**MATERIAL PROVIDED:**
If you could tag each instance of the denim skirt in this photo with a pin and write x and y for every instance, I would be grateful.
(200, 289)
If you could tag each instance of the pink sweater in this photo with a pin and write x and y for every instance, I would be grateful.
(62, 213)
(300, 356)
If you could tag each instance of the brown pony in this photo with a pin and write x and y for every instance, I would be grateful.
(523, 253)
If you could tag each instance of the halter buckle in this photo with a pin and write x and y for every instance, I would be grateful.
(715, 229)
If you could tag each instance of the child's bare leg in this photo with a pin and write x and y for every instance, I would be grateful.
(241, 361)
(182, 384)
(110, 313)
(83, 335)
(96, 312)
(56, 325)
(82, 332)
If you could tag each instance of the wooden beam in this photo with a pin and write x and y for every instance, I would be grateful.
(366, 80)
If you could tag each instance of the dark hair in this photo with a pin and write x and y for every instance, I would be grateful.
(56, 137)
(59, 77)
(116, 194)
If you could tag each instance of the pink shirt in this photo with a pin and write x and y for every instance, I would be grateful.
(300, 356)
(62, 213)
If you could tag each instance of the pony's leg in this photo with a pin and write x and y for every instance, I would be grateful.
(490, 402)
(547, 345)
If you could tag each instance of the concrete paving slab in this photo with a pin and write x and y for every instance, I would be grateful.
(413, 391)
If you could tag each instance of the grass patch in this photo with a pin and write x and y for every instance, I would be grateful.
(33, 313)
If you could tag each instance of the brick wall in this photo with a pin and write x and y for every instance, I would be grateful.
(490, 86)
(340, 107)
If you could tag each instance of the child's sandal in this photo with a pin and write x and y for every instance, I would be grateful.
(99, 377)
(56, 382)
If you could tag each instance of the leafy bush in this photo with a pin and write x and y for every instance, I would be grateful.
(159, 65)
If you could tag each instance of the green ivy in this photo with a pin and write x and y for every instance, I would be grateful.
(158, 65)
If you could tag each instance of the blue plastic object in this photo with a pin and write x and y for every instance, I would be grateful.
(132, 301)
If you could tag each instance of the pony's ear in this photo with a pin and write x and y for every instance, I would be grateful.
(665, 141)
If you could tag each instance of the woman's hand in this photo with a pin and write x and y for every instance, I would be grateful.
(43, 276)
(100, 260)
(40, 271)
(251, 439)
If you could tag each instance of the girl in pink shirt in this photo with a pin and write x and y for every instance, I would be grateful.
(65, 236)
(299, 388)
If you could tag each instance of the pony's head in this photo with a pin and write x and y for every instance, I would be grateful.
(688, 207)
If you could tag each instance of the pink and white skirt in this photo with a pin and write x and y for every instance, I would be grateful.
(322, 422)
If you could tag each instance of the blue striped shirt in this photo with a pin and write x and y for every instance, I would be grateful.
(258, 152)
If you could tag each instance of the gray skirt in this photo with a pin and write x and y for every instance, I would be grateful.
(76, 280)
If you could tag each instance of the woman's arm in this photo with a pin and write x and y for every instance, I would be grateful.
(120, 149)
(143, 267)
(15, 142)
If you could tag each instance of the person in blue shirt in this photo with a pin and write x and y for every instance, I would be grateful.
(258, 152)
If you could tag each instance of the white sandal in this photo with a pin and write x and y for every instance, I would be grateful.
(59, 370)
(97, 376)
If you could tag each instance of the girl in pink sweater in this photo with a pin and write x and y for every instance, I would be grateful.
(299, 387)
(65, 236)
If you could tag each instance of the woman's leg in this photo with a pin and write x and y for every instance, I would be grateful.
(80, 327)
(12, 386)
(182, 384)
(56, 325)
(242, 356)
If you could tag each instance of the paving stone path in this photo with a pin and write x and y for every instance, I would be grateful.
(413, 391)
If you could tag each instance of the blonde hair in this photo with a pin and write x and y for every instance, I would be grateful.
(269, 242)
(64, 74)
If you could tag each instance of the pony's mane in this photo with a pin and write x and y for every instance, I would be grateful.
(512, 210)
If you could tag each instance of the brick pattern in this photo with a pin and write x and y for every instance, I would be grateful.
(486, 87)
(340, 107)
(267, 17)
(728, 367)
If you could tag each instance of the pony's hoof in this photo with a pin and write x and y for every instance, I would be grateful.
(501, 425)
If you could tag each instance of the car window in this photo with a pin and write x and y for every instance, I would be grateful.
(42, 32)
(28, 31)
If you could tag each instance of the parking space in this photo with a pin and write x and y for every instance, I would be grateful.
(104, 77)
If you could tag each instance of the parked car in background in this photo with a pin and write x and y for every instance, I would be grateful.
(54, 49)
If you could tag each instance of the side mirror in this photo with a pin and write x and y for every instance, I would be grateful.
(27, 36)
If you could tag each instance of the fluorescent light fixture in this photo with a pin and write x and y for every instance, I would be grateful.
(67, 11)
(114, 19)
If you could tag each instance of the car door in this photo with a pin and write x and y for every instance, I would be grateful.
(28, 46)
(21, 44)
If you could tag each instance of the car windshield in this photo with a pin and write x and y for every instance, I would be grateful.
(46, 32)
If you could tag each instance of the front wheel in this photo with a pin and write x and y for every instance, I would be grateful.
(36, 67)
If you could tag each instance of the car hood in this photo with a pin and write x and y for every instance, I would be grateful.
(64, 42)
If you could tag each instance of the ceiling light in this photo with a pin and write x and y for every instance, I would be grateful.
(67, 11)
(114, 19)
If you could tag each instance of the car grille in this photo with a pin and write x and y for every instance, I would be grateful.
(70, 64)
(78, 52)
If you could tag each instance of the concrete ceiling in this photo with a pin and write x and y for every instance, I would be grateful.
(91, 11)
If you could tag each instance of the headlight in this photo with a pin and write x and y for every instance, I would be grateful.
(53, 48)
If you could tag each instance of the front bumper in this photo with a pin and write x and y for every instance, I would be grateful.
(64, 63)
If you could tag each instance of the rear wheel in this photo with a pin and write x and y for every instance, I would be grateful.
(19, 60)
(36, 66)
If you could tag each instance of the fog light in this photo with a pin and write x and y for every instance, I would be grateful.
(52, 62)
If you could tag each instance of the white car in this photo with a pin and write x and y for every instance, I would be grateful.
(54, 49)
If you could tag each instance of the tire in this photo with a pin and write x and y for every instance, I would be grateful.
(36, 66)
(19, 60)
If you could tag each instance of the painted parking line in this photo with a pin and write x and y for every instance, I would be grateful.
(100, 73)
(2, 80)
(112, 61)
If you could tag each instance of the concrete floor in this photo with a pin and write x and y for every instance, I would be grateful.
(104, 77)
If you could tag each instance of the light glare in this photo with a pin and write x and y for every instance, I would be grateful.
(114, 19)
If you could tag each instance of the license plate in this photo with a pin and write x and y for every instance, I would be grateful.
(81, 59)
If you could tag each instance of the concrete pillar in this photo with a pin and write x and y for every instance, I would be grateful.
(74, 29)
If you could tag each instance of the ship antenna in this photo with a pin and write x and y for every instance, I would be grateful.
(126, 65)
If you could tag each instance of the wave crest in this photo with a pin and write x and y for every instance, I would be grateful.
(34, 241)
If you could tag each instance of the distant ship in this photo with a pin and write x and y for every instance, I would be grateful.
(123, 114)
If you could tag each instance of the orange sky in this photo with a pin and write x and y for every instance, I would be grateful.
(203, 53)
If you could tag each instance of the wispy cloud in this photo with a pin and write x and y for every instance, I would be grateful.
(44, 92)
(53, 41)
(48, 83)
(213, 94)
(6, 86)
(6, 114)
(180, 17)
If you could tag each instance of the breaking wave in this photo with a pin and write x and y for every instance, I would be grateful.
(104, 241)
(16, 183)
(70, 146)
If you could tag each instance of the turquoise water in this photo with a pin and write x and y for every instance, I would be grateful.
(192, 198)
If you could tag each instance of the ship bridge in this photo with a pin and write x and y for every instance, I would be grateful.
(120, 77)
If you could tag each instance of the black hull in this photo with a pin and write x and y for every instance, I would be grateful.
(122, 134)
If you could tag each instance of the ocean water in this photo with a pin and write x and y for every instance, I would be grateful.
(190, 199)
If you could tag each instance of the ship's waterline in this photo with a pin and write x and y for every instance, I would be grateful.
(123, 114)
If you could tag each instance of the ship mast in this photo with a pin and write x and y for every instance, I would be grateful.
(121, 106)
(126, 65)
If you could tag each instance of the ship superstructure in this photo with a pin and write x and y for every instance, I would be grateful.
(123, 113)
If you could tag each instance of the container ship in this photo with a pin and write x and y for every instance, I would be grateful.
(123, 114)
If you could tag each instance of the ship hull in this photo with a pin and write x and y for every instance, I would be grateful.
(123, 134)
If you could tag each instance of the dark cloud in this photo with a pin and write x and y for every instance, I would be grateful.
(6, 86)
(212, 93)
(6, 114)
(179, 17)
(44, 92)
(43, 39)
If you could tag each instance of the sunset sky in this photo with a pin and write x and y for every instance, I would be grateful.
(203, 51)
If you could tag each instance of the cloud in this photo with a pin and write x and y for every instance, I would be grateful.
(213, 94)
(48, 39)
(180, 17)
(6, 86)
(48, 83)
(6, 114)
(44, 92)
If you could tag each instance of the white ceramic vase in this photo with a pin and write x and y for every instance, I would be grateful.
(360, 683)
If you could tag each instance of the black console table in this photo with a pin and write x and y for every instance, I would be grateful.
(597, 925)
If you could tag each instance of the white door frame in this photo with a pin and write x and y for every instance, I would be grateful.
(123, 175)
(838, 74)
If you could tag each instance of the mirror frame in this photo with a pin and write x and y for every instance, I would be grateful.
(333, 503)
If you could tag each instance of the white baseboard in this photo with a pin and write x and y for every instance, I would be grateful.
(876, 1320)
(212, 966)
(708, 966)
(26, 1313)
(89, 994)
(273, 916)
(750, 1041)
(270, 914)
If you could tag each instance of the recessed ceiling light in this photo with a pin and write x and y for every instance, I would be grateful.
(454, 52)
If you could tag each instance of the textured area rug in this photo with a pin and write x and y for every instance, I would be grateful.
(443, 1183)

**ABOUT THIS EXERCISE:** Each line from the one with "If you could tag each instance of the textured" to the end of the material should be duplicated exactly, and no other line.

**TASK RESPONSE:**
If you could tag each instance of the textured area rug in this photo with a pin and write x and y for every instance, I would be grateful.
(443, 1183)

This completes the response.